The entries shown here must be retyped in full, with no pictures included.

#### Stored data

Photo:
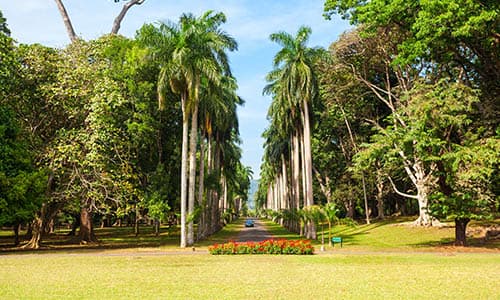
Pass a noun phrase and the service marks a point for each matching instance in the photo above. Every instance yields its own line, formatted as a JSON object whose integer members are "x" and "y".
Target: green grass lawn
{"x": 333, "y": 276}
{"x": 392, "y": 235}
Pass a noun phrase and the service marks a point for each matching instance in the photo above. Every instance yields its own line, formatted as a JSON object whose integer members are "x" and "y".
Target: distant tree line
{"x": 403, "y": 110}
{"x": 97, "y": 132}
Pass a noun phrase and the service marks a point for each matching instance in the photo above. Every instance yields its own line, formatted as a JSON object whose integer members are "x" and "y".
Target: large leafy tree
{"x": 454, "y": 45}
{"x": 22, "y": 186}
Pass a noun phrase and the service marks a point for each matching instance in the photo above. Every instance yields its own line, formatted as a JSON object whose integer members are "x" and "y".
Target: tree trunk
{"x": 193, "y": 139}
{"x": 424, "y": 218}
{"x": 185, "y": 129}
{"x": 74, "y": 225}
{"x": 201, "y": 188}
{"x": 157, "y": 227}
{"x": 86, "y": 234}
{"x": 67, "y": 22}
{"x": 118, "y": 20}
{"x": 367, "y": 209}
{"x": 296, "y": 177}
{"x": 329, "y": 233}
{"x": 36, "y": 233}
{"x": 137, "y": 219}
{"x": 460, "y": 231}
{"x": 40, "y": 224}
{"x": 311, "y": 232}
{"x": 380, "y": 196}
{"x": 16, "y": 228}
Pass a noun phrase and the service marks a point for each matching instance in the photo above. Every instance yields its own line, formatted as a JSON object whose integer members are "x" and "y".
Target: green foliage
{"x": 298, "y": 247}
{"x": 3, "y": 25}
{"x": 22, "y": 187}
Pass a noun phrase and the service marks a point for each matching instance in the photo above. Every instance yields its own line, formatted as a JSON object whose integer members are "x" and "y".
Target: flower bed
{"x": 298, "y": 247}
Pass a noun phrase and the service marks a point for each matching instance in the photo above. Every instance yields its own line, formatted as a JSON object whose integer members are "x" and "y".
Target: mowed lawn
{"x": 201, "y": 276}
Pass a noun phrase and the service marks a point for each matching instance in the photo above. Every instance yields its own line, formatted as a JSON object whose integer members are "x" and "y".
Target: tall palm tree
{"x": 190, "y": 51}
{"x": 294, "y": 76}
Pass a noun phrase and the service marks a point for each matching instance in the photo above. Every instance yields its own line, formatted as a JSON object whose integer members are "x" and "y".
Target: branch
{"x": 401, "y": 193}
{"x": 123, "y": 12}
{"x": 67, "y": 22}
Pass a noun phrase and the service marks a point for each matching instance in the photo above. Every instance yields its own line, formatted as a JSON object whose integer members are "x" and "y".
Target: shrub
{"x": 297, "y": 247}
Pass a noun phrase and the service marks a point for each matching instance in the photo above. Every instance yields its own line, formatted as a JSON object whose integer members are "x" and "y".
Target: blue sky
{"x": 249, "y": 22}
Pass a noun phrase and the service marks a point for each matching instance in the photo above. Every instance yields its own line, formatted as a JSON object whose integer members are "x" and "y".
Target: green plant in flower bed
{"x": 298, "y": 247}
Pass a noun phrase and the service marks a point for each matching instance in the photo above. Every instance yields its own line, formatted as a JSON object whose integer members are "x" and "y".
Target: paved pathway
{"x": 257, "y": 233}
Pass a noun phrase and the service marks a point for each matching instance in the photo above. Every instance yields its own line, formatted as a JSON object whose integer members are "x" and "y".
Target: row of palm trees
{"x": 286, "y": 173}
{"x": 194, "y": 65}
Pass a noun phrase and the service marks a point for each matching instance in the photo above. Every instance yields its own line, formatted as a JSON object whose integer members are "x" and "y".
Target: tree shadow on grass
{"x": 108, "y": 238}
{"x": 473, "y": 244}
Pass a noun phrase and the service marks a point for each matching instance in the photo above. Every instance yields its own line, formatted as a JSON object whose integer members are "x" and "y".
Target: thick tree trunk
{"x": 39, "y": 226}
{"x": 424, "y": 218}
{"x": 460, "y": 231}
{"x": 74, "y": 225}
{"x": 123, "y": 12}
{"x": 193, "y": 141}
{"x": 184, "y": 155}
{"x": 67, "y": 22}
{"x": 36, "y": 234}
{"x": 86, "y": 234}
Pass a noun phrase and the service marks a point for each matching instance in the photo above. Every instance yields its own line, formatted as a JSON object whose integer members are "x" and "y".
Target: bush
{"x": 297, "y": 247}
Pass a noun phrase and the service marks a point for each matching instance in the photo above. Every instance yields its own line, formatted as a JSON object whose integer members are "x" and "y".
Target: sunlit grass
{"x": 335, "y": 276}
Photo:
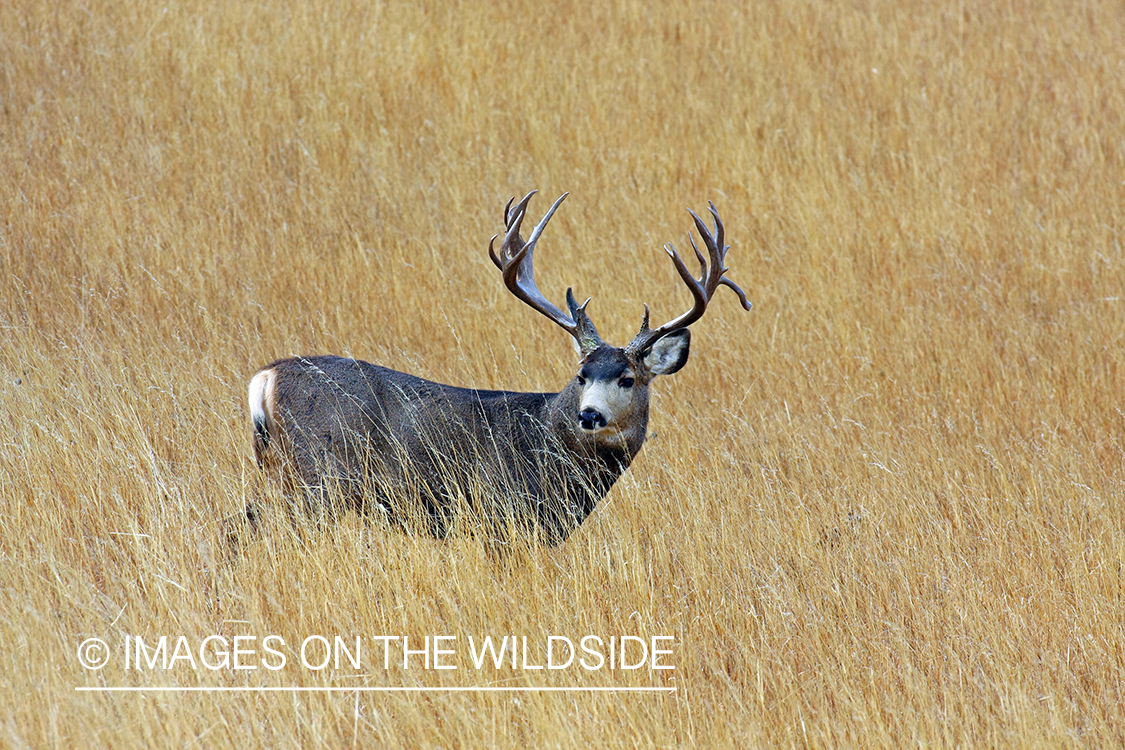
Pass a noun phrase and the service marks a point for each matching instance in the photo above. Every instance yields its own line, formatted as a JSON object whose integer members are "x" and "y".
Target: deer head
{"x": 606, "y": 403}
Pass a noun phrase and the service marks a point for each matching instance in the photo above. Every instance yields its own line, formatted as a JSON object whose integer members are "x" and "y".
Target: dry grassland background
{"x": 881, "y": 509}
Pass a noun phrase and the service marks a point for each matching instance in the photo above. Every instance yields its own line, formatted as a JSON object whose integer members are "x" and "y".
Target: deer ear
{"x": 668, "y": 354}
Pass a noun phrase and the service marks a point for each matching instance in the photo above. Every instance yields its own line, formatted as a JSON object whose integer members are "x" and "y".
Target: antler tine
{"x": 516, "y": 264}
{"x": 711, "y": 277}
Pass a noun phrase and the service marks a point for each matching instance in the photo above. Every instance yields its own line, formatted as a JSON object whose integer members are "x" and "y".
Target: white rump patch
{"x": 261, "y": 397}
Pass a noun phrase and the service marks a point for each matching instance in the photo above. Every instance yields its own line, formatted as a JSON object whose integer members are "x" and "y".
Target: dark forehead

########

Written answer
Photo:
Pass a noun phrase and the service marks a point for each matching instance in the photo above. Every instance yields its own line, formatted as a JSON object whose integer members are "x" and "y".
Target: green grass lawn
{"x": 333, "y": 276}
{"x": 392, "y": 235}
Pass a noun phrase and the service marks a point for each matching instance in the photo above. Every instance yields its own line, formatted as a JSON object whose integer members are "x" and "y".
Target: distant tree line
{"x": 403, "y": 110}
{"x": 97, "y": 132}
Pass a noun phrase and the service marks a point for each matching instance in the photo above. Every instance yields its own line, formatted as a JSON object whose integer members are "x" and "y".
Target: large leafy tree
{"x": 454, "y": 45}
{"x": 22, "y": 186}
Pass a noun phrase and the service marks a point for each matching instance in the photo above. Every instance yields its own line, formatted as a JSON object whose integer members are "x" and "y".
Target: tree trunk
{"x": 193, "y": 139}
{"x": 424, "y": 218}
{"x": 185, "y": 129}
{"x": 74, "y": 225}
{"x": 201, "y": 188}
{"x": 157, "y": 227}
{"x": 86, "y": 234}
{"x": 67, "y": 22}
{"x": 118, "y": 20}
{"x": 367, "y": 209}
{"x": 296, "y": 177}
{"x": 329, "y": 233}
{"x": 36, "y": 233}
{"x": 137, "y": 219}
{"x": 460, "y": 231}
{"x": 40, "y": 224}
{"x": 311, "y": 232}
{"x": 380, "y": 196}
{"x": 16, "y": 228}
Pass a noun phrase and the service marks a point for each matching instance in the photo above. Every instance yields its own line, formatted as a JSON object whose integer members are "x" and "y".
Target: green foliage
{"x": 298, "y": 247}
{"x": 3, "y": 25}
{"x": 22, "y": 187}
Pass a noun phrase and the service marks a point for each matching instance in the photo above. Every instance yields its own line, formatted as a JSON object whose integer members are "x" and "y".
Target: flower bed
{"x": 298, "y": 247}
Pass a noun phrase and the service marks a point for each matching instance in the photo above. Every instance yields its own line, formatted as a JSON object whose integer members are "x" and "y".
Target: mowed lawn
{"x": 201, "y": 276}
Pass a noun phrase and the service marks a point for each matching instance in the photo above. Every instance yields its own line, formatted as a JSON object whose integer members are "x" and "y".
Target: tall palm tree
{"x": 190, "y": 51}
{"x": 294, "y": 76}
Pass a noun phrase and the service marks a point for each matching instance in the photo above. Every instance yields its own line, formatted as a JSON object whose integer members are "x" and "y".
Target: branch
{"x": 401, "y": 193}
{"x": 123, "y": 12}
{"x": 67, "y": 22}
Pass a noun phrase and the service marks a point for each matching instance in the photo above. Every instance yields its own line, formatted as a JSON object whose integer members are "x" and "y".
Target: shrub
{"x": 297, "y": 247}
Pass a noun phrase and the service marks a point for each matching instance in the photo above. Every instance yields its own line, formatted as a JSON object whose integer members are "x" and "y".
Target: blue sky
{"x": 249, "y": 22}
Pass a noun phrase and the service marks a point for each matching instance in the photo above. Every instance yields its own line, formatted as a JSON object whose integer members are "x" and "y".
Target: green plant in flower bed
{"x": 298, "y": 247}
Pass a noun phrase and the service marks a point for each matching instance in the photo above. Every instance yields its own line, formatted as a JSON object whose integer members are "x" and "y".
Target: paved pathway
{"x": 257, "y": 233}
Pass a noun phrase and the service marks a point for each matching instance in the photo above. Every instance yields its own line, formatted as a JSON object whose integer members are "x" and "y".
Target: row of palm trees
{"x": 286, "y": 173}
{"x": 194, "y": 65}
Pass a noun phrase and the service marks a point for each matching instance in the photo above. Every instance yields its own line, formatted as a JSON object whose integer members are "x" and "y".
Target: tree shadow on grass
{"x": 108, "y": 238}
{"x": 473, "y": 244}
Pass a noun phrase and the service marks a point for each matching instance in the photo above. Every instance yields its own line, formatted as a JSON object whose integer members are "x" and "y".
Target: thick tree trunk
{"x": 39, "y": 226}
{"x": 424, "y": 218}
{"x": 460, "y": 231}
{"x": 74, "y": 225}
{"x": 123, "y": 12}
{"x": 193, "y": 141}
{"x": 184, "y": 155}
{"x": 67, "y": 22}
{"x": 36, "y": 234}
{"x": 86, "y": 234}
Pass a noun phrase and the service marks a point for each matching instance in the photo above. Every instance yields its own line, formatted as a JSON object whose integer members are "x" and "y".
Target: bush
{"x": 297, "y": 247}
Pass a noun phrase and the service marks a point for each matching instance in the photo above. Every instance yields its own line, formatted as a JSON object whose integer members are "x" and "y".
Target: sunlit grass
{"x": 335, "y": 276}
Photo:
Pass a noun phrase and the service marks a point for each matching instance in the photo above. Every instance yields its own line, formatted as a JSON object whose integer members are "x" and "y".
Target: deer head
{"x": 606, "y": 403}
Pass a noun phrase and the service marks a point for each matching instance in the photo above. Every instance yields its own line, formatted as a JSON object whose integer members are "x" and "y".
Target: dry grassland background
{"x": 881, "y": 509}
Pass a noun phrase and the service marks a point for each matching instance in the photo above. Every instance yields its own line, formatted as a JSON object whose integer members are "x" and "y".
Target: deer ear
{"x": 668, "y": 354}
Pass a noun phrase and the service marks a point for each matching instance in the photo above. Every instance yields its own line, formatted as a JSON object whose integer members are "x" and "y".
Target: antler tine
{"x": 516, "y": 264}
{"x": 711, "y": 277}
Pass a noun phrase and the service marks a point for each matching instance in the photo above. Every instance yields its own line, formatted as a JSON object whose integer members are "x" and "y".
Target: white rump patch
{"x": 261, "y": 397}
Pass a noun phrase and the service marks a point for each matching instance in the photo above. Every instance yields its own line, formatted as a JSON object whose integer members are "x" and "y".
Target: dark forehead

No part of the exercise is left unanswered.